Consigne
Recopiez sans rien changer le passage du texte sur la Charte de l'environnement qui va de « M. Jacques Myard, après » jusqu'à « une préoccupation unique. » inclus.

Document

L'état des lieux effectué par le rapport est excellent et le conforte dans son opinion favorable sur le projet de loi constitutionnelle. En adoptant ce projet, la France se trouvera, dans ce domaine, à l'avant-garde des pays européens.

M. Jacques Myard, après avoir souligné la qualité du rapport, a estimé que sa clarté même confirmait les interrogations que suscite la Charte de l'environnement. La matière de l'environnement est encore mouvante et il convient par conséquent de ne pas faire de « zèle ». On ne peut qu'être en faveur de l'environnement, mais cela ne doit pas constituer une préoccupation unique.

Le projet constitutionnel soulèvera plus de problèmes qu'il n'en résoudra. Le décalage, observé par certains, entre l'opinion publique et les parlementaires à propos de l'environnement, vient de ce que, dans ce domaine, il y a une part de romantisme. Ce romantisme ne doit pas entrer dans la Constitution. Beaucoup de points contenus dans le projet de Charte sont déjà traités par le droit existant, par exemple le principe « pollueur-payeur » auquel répond déjà l'article 1384 du code civil sur la responsabilité du fait des choses. Le projet de Charte contient des principes politiques très généraux, qui vont induire un accroissement considérable du contentieux, favorisant une dérive à l'américaine. Son contenu en forme de pétition de principe s'apparente à la disposition du projet de loi sur l'air qui avait été préparé par Mme Corinne Lepage, ministre de l'environnement, et qui prévoyait que « Tout être a droit à respirer un air pur », cette formulation ayant été heureusement rejetée par l'Assemblée. Les articles premier, sur le droit à l'environnement, et 5, relatif au principe de précaution, du projet de Charte sont particulièrement dangereux. On ne sait pas où cela peut conduire.

Matériel fourni

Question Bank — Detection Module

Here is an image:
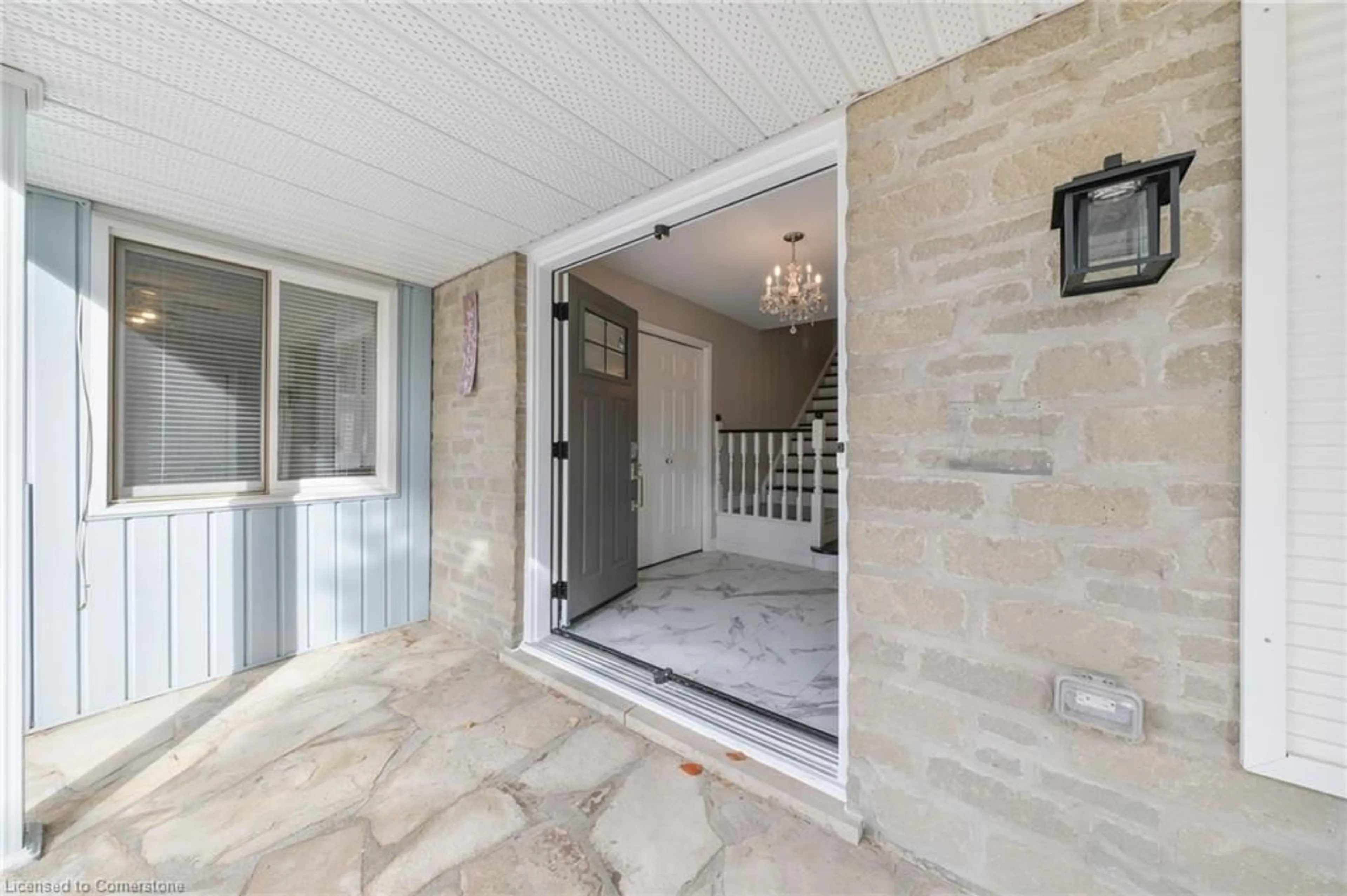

Réponse
M. Jacques Myard, après avoir souligné la qualité du rapport, a estimé que sa clarté même confirmait les interrogations que suscite la Charte de l'environnement. La matière de l'environnement est encore mouvante et il convient par conséquent de ne pas faire de « zèle ». On ne peut qu'être en faveur de l'environnement, mais cela ne doit pas constituer une préoccupation unique.